# Stated problem:
Update the lines from the start of the records through the line containing "x=208, y=82", changing "electric guitar" to "bass guitar" and keeping everything else as it is. Omit the pictures from your answer.

--- Begin Given records ---

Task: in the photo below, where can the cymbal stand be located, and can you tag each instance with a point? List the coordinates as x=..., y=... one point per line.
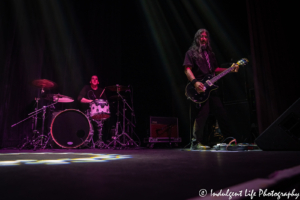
x=117, y=137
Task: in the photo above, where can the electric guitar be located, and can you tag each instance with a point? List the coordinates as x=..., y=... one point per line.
x=208, y=82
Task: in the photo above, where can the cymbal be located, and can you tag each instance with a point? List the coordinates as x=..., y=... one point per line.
x=116, y=97
x=43, y=83
x=115, y=87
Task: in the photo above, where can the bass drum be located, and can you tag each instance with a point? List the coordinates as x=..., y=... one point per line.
x=70, y=128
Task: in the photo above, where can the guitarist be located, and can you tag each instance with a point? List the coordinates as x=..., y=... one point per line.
x=200, y=61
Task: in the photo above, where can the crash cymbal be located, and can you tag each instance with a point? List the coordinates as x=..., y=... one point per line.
x=116, y=97
x=43, y=83
x=119, y=87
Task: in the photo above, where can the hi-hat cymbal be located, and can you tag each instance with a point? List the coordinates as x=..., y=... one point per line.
x=43, y=83
x=117, y=87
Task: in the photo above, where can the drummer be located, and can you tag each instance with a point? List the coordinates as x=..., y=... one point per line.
x=88, y=94
x=91, y=92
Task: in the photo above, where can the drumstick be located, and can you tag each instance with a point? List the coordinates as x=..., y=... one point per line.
x=102, y=92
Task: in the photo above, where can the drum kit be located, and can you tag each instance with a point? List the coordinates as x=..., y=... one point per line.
x=72, y=128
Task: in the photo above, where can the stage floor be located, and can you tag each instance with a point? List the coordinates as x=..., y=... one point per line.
x=131, y=174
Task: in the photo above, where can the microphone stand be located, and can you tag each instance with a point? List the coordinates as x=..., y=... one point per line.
x=124, y=134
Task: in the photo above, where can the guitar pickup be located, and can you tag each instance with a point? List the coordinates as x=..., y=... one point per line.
x=209, y=83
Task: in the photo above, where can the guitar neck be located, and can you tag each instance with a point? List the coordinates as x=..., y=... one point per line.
x=214, y=79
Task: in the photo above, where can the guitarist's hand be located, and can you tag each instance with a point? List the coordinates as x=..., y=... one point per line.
x=199, y=87
x=235, y=67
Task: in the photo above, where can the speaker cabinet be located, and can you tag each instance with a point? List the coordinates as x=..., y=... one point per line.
x=284, y=133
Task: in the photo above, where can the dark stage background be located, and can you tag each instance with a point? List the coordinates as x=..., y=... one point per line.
x=141, y=44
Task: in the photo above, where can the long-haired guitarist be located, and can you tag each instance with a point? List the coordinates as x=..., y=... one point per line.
x=199, y=62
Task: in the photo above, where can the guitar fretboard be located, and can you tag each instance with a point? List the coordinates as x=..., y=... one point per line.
x=214, y=79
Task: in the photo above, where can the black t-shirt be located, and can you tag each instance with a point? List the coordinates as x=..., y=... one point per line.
x=89, y=93
x=199, y=64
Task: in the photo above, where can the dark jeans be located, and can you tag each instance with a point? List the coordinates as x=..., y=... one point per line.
x=215, y=106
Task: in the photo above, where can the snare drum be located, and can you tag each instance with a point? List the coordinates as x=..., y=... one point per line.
x=71, y=128
x=99, y=109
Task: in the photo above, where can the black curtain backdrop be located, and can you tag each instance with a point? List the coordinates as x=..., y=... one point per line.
x=274, y=53
x=137, y=43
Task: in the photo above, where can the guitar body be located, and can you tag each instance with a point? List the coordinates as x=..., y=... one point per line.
x=192, y=94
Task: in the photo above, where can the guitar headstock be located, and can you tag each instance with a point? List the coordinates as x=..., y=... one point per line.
x=243, y=61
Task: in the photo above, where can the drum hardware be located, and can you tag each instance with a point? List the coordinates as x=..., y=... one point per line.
x=36, y=140
x=71, y=129
x=117, y=88
x=99, y=109
x=116, y=138
x=44, y=84
x=59, y=98
x=100, y=144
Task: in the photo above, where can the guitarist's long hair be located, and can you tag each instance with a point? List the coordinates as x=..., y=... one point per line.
x=197, y=47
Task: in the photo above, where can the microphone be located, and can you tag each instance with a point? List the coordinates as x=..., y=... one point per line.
x=128, y=90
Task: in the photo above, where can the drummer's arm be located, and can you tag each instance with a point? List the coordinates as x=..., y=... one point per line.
x=84, y=100
x=82, y=94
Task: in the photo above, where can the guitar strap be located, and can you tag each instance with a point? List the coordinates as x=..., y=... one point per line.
x=207, y=60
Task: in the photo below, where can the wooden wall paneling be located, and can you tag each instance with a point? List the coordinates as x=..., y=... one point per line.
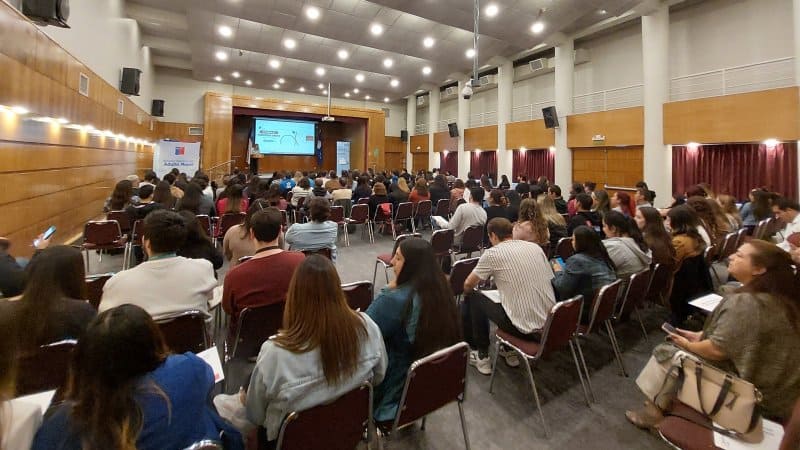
x=529, y=134
x=750, y=117
x=620, y=127
x=442, y=141
x=483, y=138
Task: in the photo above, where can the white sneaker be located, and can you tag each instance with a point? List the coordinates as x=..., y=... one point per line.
x=484, y=365
x=511, y=357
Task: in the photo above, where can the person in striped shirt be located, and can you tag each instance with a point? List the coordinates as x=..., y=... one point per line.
x=523, y=298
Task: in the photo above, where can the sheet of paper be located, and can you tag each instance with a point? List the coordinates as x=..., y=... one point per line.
x=773, y=433
x=493, y=295
x=41, y=399
x=706, y=302
x=211, y=357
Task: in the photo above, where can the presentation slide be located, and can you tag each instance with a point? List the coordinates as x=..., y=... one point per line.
x=284, y=137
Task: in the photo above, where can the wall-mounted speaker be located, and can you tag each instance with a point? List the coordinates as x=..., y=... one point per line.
x=550, y=117
x=452, y=128
x=129, y=84
x=157, y=110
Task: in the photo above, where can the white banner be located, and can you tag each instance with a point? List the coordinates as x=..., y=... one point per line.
x=185, y=156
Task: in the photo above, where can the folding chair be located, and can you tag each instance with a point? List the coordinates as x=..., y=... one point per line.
x=185, y=331
x=433, y=382
x=459, y=273
x=635, y=294
x=602, y=313
x=471, y=241
x=104, y=235
x=386, y=258
x=336, y=425
x=559, y=330
x=45, y=368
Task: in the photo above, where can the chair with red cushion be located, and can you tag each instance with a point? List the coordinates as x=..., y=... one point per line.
x=104, y=235
x=560, y=330
x=432, y=383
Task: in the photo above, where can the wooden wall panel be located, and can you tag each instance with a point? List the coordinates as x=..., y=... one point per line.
x=54, y=174
x=529, y=134
x=483, y=138
x=749, y=117
x=442, y=141
x=419, y=143
x=619, y=126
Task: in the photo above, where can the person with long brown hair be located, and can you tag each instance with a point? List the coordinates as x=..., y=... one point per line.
x=126, y=392
x=416, y=315
x=323, y=350
x=753, y=332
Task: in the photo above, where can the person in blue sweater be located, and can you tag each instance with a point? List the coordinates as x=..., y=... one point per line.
x=127, y=392
x=585, y=272
x=417, y=316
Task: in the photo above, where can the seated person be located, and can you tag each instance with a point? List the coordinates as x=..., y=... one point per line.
x=301, y=367
x=126, y=392
x=585, y=272
x=318, y=233
x=523, y=277
x=53, y=306
x=416, y=315
x=166, y=283
x=753, y=333
x=263, y=279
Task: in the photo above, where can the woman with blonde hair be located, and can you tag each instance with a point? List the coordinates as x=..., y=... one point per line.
x=531, y=225
x=324, y=349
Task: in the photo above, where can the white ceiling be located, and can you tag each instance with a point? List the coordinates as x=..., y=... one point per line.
x=183, y=34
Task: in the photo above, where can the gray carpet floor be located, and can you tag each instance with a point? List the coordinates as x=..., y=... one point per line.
x=508, y=419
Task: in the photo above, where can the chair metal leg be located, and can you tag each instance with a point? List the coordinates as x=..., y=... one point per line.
x=580, y=373
x=613, y=338
x=536, y=397
x=463, y=425
x=585, y=369
x=494, y=364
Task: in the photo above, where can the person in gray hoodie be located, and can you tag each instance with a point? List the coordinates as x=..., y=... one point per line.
x=625, y=244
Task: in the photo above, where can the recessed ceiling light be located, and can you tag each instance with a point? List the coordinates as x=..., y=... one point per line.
x=312, y=12
x=225, y=31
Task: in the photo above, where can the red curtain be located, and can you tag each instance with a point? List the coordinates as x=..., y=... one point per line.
x=448, y=162
x=735, y=169
x=533, y=164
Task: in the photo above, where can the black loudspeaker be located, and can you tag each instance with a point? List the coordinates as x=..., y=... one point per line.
x=453, y=129
x=157, y=110
x=129, y=85
x=550, y=117
x=47, y=12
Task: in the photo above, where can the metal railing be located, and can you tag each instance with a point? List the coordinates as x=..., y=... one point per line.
x=772, y=74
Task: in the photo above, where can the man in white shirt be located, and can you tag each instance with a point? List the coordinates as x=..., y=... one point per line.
x=523, y=299
x=787, y=211
x=165, y=283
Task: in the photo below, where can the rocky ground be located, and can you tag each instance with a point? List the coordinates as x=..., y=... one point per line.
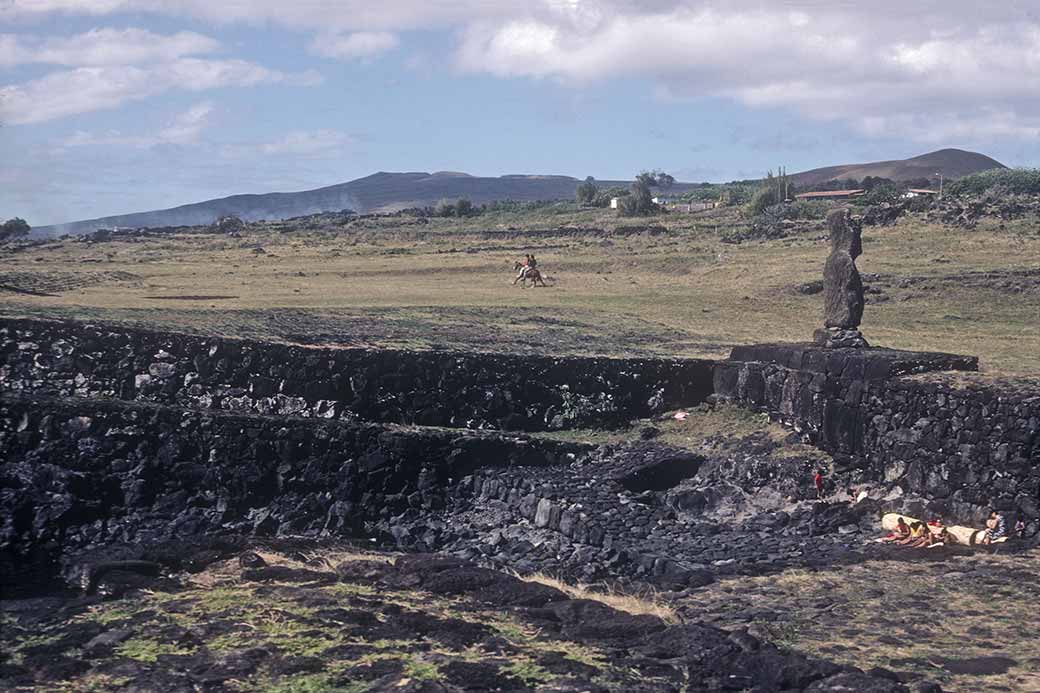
x=964, y=620
x=303, y=617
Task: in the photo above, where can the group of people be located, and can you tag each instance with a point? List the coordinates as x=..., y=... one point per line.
x=933, y=533
x=918, y=534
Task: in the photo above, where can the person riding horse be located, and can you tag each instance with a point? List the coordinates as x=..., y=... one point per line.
x=527, y=270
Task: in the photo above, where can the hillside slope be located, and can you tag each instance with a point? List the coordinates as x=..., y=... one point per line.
x=389, y=191
x=381, y=191
x=951, y=162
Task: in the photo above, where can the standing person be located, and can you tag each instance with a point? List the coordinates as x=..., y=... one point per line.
x=524, y=266
x=996, y=527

--- End Given records ---

# The response:
Task: in the photo below, where can the cymbal stand be located, and can you tag each instance with a point? List the coordinates as x=..., y=... one point per line.
x=117, y=137
Task: in the photo above, where can the bass guitar be located, and can you tag each instance with a point? List the coordinates as x=..., y=... one point per line.
x=208, y=82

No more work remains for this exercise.